Task item:
Give back exactly the lines of the material below that start at the line containing "Target: marsh wren" and end at the line containing "Locate the white eyebrow", and no others.

Record excerpts:
——————
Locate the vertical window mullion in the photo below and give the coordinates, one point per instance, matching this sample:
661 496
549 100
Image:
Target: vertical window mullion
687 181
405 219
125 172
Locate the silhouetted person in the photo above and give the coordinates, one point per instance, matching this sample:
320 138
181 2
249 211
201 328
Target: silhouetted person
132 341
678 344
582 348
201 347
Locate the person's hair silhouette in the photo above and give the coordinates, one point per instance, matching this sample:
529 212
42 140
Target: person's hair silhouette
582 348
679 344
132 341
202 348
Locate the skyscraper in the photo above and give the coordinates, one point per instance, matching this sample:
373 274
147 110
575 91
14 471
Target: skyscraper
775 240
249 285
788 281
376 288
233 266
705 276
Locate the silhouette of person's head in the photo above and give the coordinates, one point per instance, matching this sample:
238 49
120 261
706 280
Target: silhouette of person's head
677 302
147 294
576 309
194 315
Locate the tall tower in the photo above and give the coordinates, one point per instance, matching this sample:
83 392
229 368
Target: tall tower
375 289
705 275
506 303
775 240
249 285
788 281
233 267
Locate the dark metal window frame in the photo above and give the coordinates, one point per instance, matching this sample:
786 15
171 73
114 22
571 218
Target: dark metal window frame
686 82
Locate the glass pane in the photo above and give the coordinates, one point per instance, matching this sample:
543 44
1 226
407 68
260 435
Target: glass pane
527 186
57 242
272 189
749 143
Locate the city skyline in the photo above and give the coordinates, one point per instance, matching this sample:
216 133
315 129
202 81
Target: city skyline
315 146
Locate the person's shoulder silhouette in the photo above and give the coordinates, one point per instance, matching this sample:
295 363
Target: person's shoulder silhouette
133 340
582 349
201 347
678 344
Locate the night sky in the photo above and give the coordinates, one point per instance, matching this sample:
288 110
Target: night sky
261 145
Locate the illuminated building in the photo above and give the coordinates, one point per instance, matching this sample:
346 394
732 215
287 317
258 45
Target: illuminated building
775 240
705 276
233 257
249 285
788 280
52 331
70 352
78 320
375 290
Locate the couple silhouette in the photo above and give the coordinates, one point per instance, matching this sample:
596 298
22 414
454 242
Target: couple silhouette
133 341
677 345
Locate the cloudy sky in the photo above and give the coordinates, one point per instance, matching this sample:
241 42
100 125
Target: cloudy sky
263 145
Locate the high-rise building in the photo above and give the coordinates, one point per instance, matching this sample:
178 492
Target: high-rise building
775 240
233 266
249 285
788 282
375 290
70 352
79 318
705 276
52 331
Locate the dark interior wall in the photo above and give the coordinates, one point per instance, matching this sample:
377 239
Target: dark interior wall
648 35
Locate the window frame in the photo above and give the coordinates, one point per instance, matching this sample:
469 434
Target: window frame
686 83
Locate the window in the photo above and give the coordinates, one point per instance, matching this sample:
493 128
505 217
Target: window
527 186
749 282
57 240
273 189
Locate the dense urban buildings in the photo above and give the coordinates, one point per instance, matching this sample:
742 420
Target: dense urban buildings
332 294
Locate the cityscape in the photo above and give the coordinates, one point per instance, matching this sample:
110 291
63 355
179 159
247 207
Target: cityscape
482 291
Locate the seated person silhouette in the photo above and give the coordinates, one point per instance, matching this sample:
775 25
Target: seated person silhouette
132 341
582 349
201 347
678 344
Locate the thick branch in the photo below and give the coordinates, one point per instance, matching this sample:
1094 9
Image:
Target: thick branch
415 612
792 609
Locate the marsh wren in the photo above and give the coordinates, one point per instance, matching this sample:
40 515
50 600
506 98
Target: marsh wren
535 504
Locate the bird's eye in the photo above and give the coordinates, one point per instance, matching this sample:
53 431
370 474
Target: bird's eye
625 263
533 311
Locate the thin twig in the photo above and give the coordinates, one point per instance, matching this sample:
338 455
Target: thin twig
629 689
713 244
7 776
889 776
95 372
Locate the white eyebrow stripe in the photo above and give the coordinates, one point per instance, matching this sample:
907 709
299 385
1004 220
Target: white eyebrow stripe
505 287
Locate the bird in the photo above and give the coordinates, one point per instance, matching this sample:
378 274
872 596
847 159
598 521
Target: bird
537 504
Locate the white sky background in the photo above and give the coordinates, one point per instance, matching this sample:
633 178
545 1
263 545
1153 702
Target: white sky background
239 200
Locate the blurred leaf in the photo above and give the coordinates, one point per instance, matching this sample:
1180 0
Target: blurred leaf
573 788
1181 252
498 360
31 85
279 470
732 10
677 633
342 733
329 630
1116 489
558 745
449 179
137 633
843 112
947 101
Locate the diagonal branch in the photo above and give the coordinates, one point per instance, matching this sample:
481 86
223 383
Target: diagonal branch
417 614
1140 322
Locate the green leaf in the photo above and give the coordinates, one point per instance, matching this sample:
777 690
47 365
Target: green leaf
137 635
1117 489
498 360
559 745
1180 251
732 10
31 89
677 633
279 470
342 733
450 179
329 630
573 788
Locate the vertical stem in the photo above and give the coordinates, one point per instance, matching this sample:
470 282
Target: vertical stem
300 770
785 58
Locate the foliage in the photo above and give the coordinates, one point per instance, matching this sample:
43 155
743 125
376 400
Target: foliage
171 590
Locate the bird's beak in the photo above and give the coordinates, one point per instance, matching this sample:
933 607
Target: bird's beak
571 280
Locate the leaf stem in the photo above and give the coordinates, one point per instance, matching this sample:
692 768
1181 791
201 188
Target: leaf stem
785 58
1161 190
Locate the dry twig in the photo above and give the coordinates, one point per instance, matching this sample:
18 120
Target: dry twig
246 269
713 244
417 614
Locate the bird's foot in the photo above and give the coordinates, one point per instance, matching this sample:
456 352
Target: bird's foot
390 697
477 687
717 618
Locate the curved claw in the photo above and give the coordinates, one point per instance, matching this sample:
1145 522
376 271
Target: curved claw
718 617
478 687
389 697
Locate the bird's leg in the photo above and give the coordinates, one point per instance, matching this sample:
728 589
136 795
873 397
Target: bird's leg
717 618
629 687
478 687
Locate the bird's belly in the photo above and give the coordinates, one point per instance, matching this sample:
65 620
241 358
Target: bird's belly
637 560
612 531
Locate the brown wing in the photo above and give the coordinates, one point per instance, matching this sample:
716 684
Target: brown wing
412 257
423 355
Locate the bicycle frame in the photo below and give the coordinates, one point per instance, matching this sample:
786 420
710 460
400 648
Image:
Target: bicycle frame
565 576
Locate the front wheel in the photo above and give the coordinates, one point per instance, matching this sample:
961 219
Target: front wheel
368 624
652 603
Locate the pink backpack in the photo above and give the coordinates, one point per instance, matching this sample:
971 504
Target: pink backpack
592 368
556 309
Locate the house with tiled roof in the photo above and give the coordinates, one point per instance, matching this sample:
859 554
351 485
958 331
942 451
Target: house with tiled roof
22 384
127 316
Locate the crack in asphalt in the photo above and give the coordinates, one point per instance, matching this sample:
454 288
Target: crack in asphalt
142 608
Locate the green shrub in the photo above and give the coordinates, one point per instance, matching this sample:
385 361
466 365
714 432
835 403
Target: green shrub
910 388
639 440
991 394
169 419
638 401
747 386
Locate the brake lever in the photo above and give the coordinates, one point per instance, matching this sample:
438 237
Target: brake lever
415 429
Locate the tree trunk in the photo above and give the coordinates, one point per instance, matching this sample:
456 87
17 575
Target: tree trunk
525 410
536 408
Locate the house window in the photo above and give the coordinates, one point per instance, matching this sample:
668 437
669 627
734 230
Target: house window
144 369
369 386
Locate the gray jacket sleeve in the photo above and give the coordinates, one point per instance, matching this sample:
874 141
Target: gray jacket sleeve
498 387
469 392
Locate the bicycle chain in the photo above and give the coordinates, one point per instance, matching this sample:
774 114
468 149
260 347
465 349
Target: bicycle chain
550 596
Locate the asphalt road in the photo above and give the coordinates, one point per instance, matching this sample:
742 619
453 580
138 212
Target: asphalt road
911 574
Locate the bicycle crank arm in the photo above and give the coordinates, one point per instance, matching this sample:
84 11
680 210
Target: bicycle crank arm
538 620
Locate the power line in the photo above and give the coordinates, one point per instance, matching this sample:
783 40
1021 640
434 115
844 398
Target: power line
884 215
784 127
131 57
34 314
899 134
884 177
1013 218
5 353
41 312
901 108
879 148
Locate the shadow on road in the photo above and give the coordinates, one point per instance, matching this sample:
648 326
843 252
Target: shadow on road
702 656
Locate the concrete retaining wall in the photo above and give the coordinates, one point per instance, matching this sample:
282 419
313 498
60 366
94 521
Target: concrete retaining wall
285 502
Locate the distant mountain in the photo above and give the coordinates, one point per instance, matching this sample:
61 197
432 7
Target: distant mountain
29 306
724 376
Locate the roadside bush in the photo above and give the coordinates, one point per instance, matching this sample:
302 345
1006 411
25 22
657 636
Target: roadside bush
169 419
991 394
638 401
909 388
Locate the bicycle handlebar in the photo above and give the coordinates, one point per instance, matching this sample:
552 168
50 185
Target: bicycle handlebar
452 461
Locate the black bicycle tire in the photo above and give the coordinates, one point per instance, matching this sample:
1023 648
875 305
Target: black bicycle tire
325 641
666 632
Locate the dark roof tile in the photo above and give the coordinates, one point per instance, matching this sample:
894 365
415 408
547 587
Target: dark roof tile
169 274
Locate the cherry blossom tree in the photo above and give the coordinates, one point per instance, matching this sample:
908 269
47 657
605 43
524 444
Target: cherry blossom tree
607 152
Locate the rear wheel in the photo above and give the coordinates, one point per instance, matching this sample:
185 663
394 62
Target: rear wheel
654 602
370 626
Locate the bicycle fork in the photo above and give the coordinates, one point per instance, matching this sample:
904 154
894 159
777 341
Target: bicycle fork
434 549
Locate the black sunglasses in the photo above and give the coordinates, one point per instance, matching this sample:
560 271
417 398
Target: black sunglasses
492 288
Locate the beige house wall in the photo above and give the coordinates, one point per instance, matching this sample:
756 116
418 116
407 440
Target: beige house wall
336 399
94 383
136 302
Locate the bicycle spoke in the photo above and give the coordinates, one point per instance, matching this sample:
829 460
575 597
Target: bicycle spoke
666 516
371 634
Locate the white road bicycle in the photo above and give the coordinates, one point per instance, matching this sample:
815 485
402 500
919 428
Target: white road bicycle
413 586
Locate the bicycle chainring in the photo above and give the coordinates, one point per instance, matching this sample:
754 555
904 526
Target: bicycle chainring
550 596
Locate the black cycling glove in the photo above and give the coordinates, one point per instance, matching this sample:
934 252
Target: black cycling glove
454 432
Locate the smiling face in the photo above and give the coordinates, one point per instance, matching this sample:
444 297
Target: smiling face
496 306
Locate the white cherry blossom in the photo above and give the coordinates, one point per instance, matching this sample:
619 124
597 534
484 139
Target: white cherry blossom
——————
Task solution:
Target: marsh wren
535 504
Locate the bird's eye in the photo above and give the coordinates, one point per instance, matching this sample:
53 431
370 474
Target: bird's eye
625 263
533 311
Locate the thin twig in the photo above and give the coordinates, one point per instance, matching this sample:
338 455
Target: thin twig
629 689
713 244
7 776
889 776
95 372
Locate the white eyebrow stripe in the photo above and give the coordinates, one point per instance, matching this sample:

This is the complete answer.